** Udostępniony tekst **
Już w środę Przydacz poinformował o końcu polskiej misji ewakuacyjnej z Afganistanu. Podczas czwartkowej konferencji wiceszef polskiej dyplomacji podkreślił, że misja była realizowana w skrajnie trudnych warunkach, choć terytorium lotniska w Kabulu pozostawało pod kontrolą sił sojuszniczych. Jednocześnie - jak dodał - tysiące ludzi szturmowały lotnisko, talibowie kontrolowali i kontrolują już prawie cały kraj; istniało bardzo duże zagrożenie terrorystyczne z uwagi na obecność sił radykalnych.
W dniu wczorajszym podjęliśmy decyzję - mając na uwadze fakt, że zasadnicze cele tej misji zostały wypełnione, mając na uwadze wspólna decyzję, w koordynacji z naszymi sojusznikami oraz to, jak krótki czas pozostał dla funkcjonowania tego lotniska, a także bezpieczeństwo naszych żołnierzy na miejscu, konsulów, dyplomatów - że ta misja musi zostać zakończona i została zakończona - oświadczył wiceszef MSZ.

** Dostarczony materiał **
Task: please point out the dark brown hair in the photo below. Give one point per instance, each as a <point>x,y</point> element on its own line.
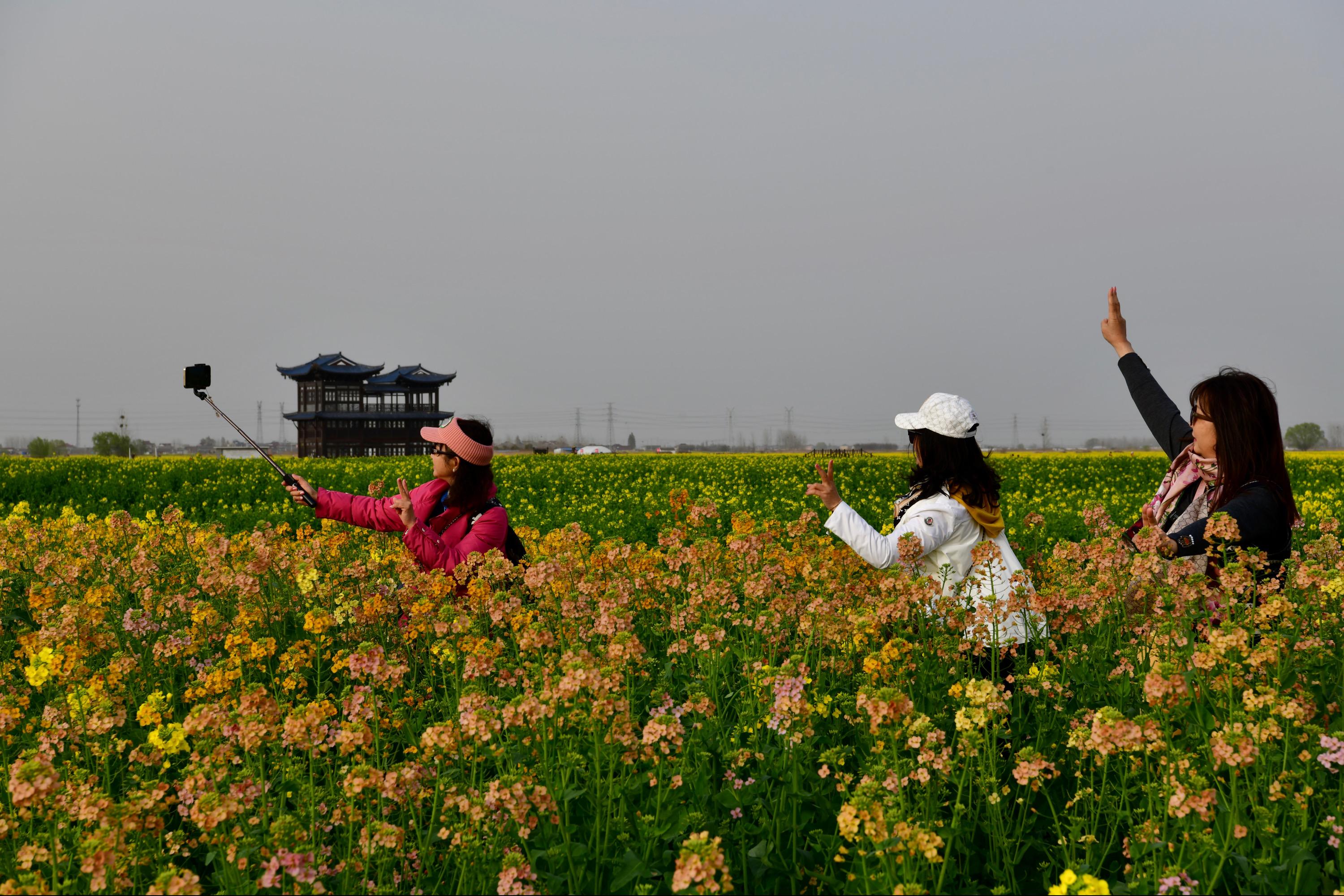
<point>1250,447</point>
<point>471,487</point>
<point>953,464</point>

** Polecenia **
1. Odpowiedz krótko na poniższe pytania dotyczące tekstu o polskiej misji ewakuacyjnej z Afganistanu.
(a) W jakim dniu tygodnia Przydacz poinformował o końcu misji?
(b) Pod czyją kontrolą pozostawało terytorium lotniska w Kabulu?
(c) Czyje bezpieczeństwo na miejscu wiceszef MSZ wymienił wśród okoliczności wpływających na decyzję?
2. Zredaguj fragment tekstu o misji ewakuacyjnej zaczynający się od "W dniu wczorajszym" i biegnący aż do "oświadczył wiceszef MSZ.". Słowo "żołnierzy" zamień w nim na "wojskowych".

** Odpowiedzi do poleceń **
1.
(a) W środę.
(b) Pod kontrolą sił sojuszniczych.
(c) Bezpieczeństwo żołnierzy, konsulów i dyplomatów.

2.
W dniu wczorajszym podjęliśmy decyzję - mając na uwadze fakt, że zasadnicze cele tej misji zostały wypełnione, mając na uwadze wspólna decyzję, w koordynacji z naszymi sojusznikami oraz to, jak krótki czas pozostał dla funkcjonowania tego lotniska, a także bezpieczeństwo naszych wojskowych na miejscu, konsulów, dyplomatów - że ta misja musi zostać zakończona i została zakończona - oświadczył wiceszef MSZ.